Stored records

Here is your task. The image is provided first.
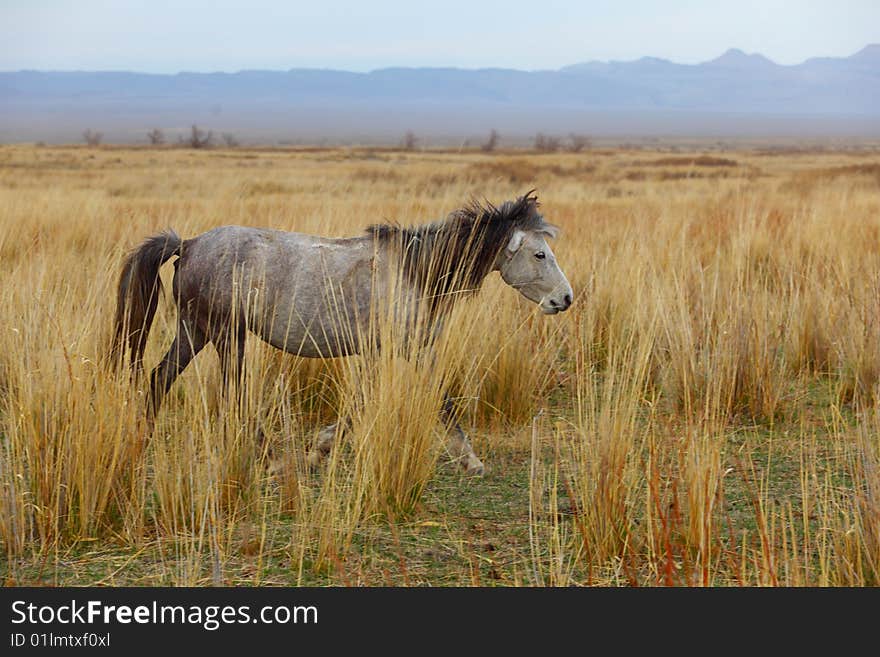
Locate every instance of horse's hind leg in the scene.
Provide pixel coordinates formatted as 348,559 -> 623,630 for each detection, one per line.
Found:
309,418 -> 351,468
147,320 -> 206,422
211,321 -> 247,395
440,395 -> 485,475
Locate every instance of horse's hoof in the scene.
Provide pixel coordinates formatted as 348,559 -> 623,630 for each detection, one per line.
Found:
464,456 -> 486,477
309,449 -> 324,470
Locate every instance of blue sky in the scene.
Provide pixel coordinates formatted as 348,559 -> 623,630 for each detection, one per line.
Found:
0,0 -> 880,73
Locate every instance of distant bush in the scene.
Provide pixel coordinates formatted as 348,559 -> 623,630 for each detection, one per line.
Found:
535,132 -> 562,153
83,128 -> 104,146
480,128 -> 501,153
179,124 -> 214,148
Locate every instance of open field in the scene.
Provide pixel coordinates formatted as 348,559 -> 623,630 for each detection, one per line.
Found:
0,146 -> 880,586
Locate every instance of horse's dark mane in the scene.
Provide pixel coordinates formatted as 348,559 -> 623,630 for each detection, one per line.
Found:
367,190 -> 556,310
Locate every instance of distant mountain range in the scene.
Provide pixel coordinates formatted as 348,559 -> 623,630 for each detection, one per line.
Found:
0,44 -> 880,141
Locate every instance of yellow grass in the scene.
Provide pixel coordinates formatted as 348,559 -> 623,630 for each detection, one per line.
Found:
0,146 -> 880,585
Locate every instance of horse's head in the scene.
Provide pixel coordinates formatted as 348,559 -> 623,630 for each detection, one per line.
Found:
495,222 -> 572,315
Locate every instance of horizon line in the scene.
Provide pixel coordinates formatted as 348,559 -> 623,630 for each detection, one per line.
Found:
0,42 -> 880,76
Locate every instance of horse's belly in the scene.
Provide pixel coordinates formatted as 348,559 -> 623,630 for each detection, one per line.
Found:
250,302 -> 362,358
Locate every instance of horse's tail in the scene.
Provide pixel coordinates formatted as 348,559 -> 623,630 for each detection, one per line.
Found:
110,230 -> 183,376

■ What you will do
Rewrite the items in the stretch from the line containing "Locate every instance of yellow" through the line containing "0,42 -> 880,76" as a two-column CSV with the headers input and output. Use one row per item, put each field in quotation marks, and replace line breaks with spaces.

■ Solution for this problem
input,output
"Locate every instance of yellow grass in the scene. Provide pixel coordinates formatted as 348,559 -> 623,630 for each detection, one per line. Found:","0,146 -> 880,585"
"Locate every instance of horse's head in the scene. Provide pixel coordinates formatted as 348,559 -> 623,630 for each detection, one per line. Found:","495,222 -> 572,315"
"Locate every instance of horizon line in the scene. Provide pixel coordinates formatted as 348,559 -> 623,630 for each detection, one per line. Found:","0,42 -> 880,76"